begin EXTRACT PROVIDED

The Hidden Cost of Misalignment
Let’s suppose you’re building an even smarter fishtank. You’re adding temperature and salinity sensors, logging timestamped readings to flash. The struct is your binary record format – every field at a fixed byte offset, so you can read it back on any system that knows the layout.
You use fixed-width types from stdint.h and #pragma pack(1) to strip out
compiler-inserted padding. This is the advice I had always received and given,
and it’s correct – as far as it goes.
But pack(1) costs more than you think. It destroys the compiler’s ability to
generate efficient code for every field access, including fields that are
perfectly aligned.
On RISC-V, a single 32-bit store to an aligned field in a pack(1) struct
compiles to 7 instructions instead of 1!
In this post, we show how to fix using the packed and aligned attributes,
and how to avoid byte-decomposition even as the struct grows in the future.
Table of Contents
A Sensor Record
Here’s a struct you might find in any embedded codebase – a timestamped sensor reading destined for flash storage or transmission over the wire:
#pragma pack(push, 1)
typedef struct {
int64_t timestamp; // offset 0, 8 bytes
int32_t temperature_mc; // offset 8, 4 bytes (millidegrees C)

end EXTRACT PROVIDED

[GIVEN TASK A]
Answer these questions using the article on struct misalignment:
(i) Which header supplies the fixed-width types?
(ii) On RISC-V, how many instructions does a single 32-bit store to an aligned field in a pack(1) struct compile to?
(iii) At what byte offset does the temperature_mc field sit?
[GIVEN TASK B] Echo the passage of the article on struct misalignment that starts with "You use fixed-width" and goes on through "#pragma pack(push, 1)".
[GIVEN TASK C] List every heading in the article on struct misalignment, including its title, in the order they appear.

begin DATA ROWS

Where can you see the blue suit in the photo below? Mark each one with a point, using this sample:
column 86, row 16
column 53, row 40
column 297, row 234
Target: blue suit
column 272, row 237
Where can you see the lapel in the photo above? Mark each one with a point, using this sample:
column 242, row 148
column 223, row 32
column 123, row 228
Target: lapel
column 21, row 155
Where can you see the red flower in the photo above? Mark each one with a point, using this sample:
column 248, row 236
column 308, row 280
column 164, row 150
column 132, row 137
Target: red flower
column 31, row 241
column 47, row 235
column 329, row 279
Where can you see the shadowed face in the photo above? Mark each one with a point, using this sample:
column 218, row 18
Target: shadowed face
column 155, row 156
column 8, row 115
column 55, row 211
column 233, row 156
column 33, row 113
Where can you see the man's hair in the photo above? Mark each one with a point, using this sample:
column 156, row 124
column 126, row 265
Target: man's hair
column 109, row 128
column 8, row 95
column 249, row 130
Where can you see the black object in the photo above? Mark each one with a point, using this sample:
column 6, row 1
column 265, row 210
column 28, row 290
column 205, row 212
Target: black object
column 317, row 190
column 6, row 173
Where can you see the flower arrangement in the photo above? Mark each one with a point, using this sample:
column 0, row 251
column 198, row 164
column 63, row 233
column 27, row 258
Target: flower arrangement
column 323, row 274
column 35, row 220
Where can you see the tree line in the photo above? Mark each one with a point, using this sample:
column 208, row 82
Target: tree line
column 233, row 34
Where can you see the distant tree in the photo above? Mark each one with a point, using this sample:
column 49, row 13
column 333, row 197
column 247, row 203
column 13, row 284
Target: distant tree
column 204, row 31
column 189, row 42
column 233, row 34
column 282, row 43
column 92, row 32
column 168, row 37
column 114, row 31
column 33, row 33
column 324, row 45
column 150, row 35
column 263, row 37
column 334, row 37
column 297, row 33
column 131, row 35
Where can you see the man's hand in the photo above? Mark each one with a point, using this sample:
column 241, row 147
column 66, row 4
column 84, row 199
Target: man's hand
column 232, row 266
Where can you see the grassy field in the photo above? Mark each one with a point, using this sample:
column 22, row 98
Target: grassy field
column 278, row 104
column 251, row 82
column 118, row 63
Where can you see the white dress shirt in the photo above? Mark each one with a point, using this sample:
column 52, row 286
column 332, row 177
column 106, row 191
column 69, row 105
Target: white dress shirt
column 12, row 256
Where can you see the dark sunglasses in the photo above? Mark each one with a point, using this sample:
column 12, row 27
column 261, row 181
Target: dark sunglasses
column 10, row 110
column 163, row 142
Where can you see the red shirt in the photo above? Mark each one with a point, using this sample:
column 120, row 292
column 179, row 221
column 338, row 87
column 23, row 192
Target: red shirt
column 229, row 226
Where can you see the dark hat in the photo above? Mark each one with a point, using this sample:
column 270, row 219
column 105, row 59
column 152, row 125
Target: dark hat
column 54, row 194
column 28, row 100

end DATA ROWS

[RESPONSE A]
(i) stdint.h
(ii) 7 instructions
(iii) Offset 8

[RESPONSE B]
You use fixed-width types from stdint.h and #pragma pack(1) to strip out
compiler-inserted padding. This is the advice I had always received and given,
and it’s correct – as far as it goes.
But pack(1) costs more than you think. It destroys the compiler’s ability to
generate efficient code for every field access, including fields that are
perfectly aligned.
On RISC-V, a single 32-bit store to an aligned field in a pack(1) struct
compiles to 7 instructions instead of 1!
In this post, we show how to fix using the packed and aligned attributes,
and how to avoid byte-decomposition even as the struct grows in the future.
Table of Contents
A Sensor Record
Here’s a struct you might find in any embedded codebase – a timestamped sensor reading destined for flash storage or transmission over the wire:
#pragma pack(push, 1)

[RESPONSE C]
The Hidden Cost of Misalignment
Table of Contents
A Sensor Record